- **SOURCE DOCUMENT**:
<<<<
General category of Hangul Conjoining Jamos (U+1100 block)

From: Jungshik Shin (jshin@mailaps.org)
Date: Sun May 05 2002 - 01:20:52 EDT

Previous message: Mark Davis: "Re: evertype.com"
Next in thread: Mark Davis: "Re: General category of Hangul Conjoining Jamos (U+1100 block)"
Reply: Mark Davis: "Re: General category of Hangul Conjoining Jamos (U+1100 block)"
Messages sorted by: [ date ] [ thread ] [ subject ] [ author ] [ attachment ]
Mail actions: [ respond to this message ] [ mail a new topic ]

Hello,

I've always wondered why Hangul Conjoing medial vowels
(U+1160-U+11A2) and trailing conosnants(U+11A8-U+11F9) are
classified as Lo (letter other) instead of Mn(combining,
non-spacing). A couple of days ago, a string of events
happened and I finally decided to raise this issue in this
forum. ( For some background information, see
<http://jshin.net/i18n/korean/hunmin.html>). Here I'm trying to
present my case for why that change is necessary. Hopefully,
I'll make it convincing enough for the UTC to make necessary changes.

TUS 3.0(p.53. it doesn't use the regular expression) defines a Hangul
syllable as

S := L+V+T*

where L,V, and T denote Hangul leading consonants, Hangul
medial vowels and Hangul trailing consonants, respectively and
'+' and '*' have their usual RE meanings. An optional Hangul tone
mark M (U+302E and U+302F) may be added and we have

S := L+V+T*M?

U+302E and U+302F are classified as Mn. I find it hard to understand
why V and T are put into Lo category instead of Mn while vowels/vowel
marks and 'subjoined' consonants in South and South East Asian
scripts are put into Mn (or Mc in some cases).

It seems to me that the 'rendering behavior' of V and T with L('s)
>>>>
- **PROVIDED DATA**:
<<<<
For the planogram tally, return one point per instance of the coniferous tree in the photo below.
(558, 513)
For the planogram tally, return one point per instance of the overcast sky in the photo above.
>>>>
- **GIVEN TASK**: Reproduce the Hangul jamo post starting at "S := L+V+T*M?" and ending at "in some cases).", renaming "Lo" to "Lm". The listing has no connection to the Hangul jamo post.

- **WRITTEN ANSWER**:
S := L+V+T*M?

U+302E and U+302F are classified as Mn. I find it hard to understand
why V and T are put into Lm category instead of Mn while vowels/vowel
marks and 'subjoined' consonants in South and South East Asian
scripts are put into Mn (or Mc in some cases).